> TASK BRIEF:
Reproduce the material below, changing every occurrence of "Please outline every instance of the" to "Outline each instance of the" and leaving all other text unchanged.

--- START ---

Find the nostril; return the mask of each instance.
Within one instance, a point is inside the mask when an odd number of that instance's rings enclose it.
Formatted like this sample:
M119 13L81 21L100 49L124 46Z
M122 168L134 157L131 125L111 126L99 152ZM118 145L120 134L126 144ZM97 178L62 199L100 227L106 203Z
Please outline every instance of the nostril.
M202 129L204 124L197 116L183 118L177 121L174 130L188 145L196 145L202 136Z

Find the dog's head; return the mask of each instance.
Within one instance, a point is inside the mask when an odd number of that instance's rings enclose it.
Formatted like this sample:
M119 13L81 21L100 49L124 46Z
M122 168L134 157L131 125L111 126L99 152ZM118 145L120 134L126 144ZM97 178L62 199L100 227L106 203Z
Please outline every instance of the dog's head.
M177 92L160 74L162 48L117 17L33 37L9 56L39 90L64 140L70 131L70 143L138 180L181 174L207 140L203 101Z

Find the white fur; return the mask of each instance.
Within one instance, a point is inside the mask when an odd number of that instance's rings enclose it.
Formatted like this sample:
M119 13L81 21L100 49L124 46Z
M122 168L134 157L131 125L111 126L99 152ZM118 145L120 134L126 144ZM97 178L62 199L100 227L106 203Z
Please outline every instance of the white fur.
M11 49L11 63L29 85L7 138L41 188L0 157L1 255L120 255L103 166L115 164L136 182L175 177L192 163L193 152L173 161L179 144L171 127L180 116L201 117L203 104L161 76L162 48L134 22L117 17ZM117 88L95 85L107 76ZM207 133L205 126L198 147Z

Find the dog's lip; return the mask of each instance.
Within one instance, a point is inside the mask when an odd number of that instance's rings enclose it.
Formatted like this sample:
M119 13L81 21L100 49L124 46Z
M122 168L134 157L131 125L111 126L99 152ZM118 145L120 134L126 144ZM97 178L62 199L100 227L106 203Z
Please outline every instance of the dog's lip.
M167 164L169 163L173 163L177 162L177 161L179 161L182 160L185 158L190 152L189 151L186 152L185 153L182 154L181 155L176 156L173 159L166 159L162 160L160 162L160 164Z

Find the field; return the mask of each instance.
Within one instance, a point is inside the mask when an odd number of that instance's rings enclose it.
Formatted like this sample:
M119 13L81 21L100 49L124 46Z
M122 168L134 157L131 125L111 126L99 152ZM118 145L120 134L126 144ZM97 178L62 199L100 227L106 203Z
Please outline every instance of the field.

--- END ---

> ANSWER BELOW:
Find the nostril; return the mask of each instance.
Within one instance, a point is inside the mask when an odd number of that instance's rings enclose it.
Formatted like this sample:
M119 13L81 21L100 49L124 46Z
M122 168L134 157L131 125L111 126L99 152ZM118 145L120 134L126 144ZM97 178L62 199L100 227L106 203Z
Outline each instance of the nostril.
M202 129L204 124L197 116L183 118L177 121L174 130L188 145L196 145L202 136Z

Find the dog's head; return the mask of each instance.
Within one instance, a point is inside the mask when an odd number of that instance's rings enclose it.
Formatted like this sample:
M119 13L81 21L100 49L124 46Z
M122 168L134 157L131 125L111 126L99 152ZM118 145L120 134L126 144ZM97 178L62 199L100 227L106 203Z
Outline each instance of the dog's head.
M177 92L160 74L162 48L117 17L33 37L9 56L39 90L64 140L70 131L70 143L138 180L181 174L207 140L203 101Z

Find the white fur; return the mask of each instance.
Within one instance, a point is inside the mask when an odd number of that instance's rings enclose it.
Formatted like this sample:
M119 13L81 21L100 49L124 46Z
M122 168L134 157L131 125L111 126L99 152ZM118 145L120 134L126 144ZM97 178L62 199L100 227L106 203Z
Outline each instance of the white fur.
M11 49L11 63L29 85L7 138L41 188L0 157L1 255L120 255L103 166L115 164L136 182L175 177L192 163L193 152L173 161L179 144L171 127L180 116L201 117L203 104L161 76L162 48L134 22L117 17ZM117 88L95 85L107 76ZM207 133L205 126L198 147Z

Find the dog's lip; return the mask of each instance.
Within one instance, a point is inside the mask when an odd number of that instance's rings enclose it.
Formatted like this sample:
M119 13L81 21L100 49L124 46Z
M122 168L134 157L131 125L111 126L99 152ZM118 145L120 134L126 144ZM97 178L62 199L100 227L106 203Z
Outline each instance of the dog's lip.
M167 164L169 163L173 163L177 162L177 161L179 161L182 160L185 158L190 152L189 151L186 152L185 153L182 154L181 155L176 156L173 159L166 159L162 160L160 162L160 164Z

Find the field; return the mask of each instance.
Within one instance, a point is inside the mask when an odd number of that instance's rings enclose it.
Formatted like this sample:
M119 13L81 21L100 49L124 46Z
M122 168L134 157L131 125L111 126L99 152ZM118 145L120 134L126 144ZM97 178L62 199L100 227L106 203Z
Outline each instance of the field.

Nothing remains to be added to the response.